● **EXERCISE DETAILS**
Reproduce without changes the passage of the cold-weather film list that begins with the words "Few films have" and ends with "Cities in February.".

● **SELECTED PASSAGE**
No cure for cabin fever: 16 memorable films set during cold snaps
1. Fargo (1996)
Few films have managed to convey the
brutal oppression of Minnesota winters as accurately as Fargo. The citizenry's
blank stoicism grows as much out of human helplessness in the face of such
killing cold as from any inherent aspect of the Scandinavian stock. From the
film's opening shot of a car making its lonely way through a vast expanse of
white to the hilarious moment where outsider Steve Buscemi attempts to mark the
location of his ransom money by sticking a tiny plastic widget in a huge
snowdrift, indistinguishable from hundreds of others, Fargo lets those
from warmer climes feel the northern winters in their bones. The moment where a
frustrated, lost William H. Macy explodes in anger while scraping ice off his
windshield may seem like just a swell piece of acting, but that moment is all
too familiar to anyone who's ever had to drive in the Twin Cities in February.
2. Doctor Zhivago
(1965)

● **AVAILABLE DATA**
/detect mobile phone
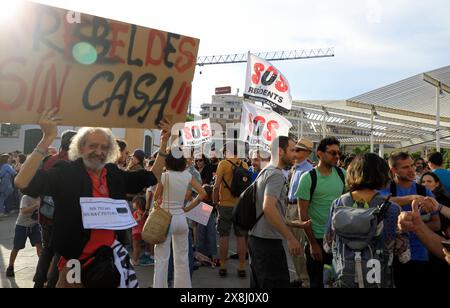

● **FINAL RESULT**
Few films have managed to convey the
brutal oppression of Minnesota winters as accurately as Fargo. The citizenry's
blank stoicism grows as much out of human helplessness in the face of such
killing cold as from any inherent aspect of the Scandinavian stock. From the
film's opening shot of a car making its lonely way through a vast expanse of
white to the hilarious moment where outsider Steve Buscemi attempts to mark the
location of his ransom money by sticking a tiny plastic widget in a huge
snowdrift, indistinguishable from hundreds of others, Fargo lets those
from warmer climes feel the northern winters in their bones. The moment where a
frustrated, lost William H. Macy explodes in anger while scraping ice off his
windshield may seem like just a swell piece of acting, but that moment is all
too familiar to anyone who's ever had to drive in the Twin Cities in February.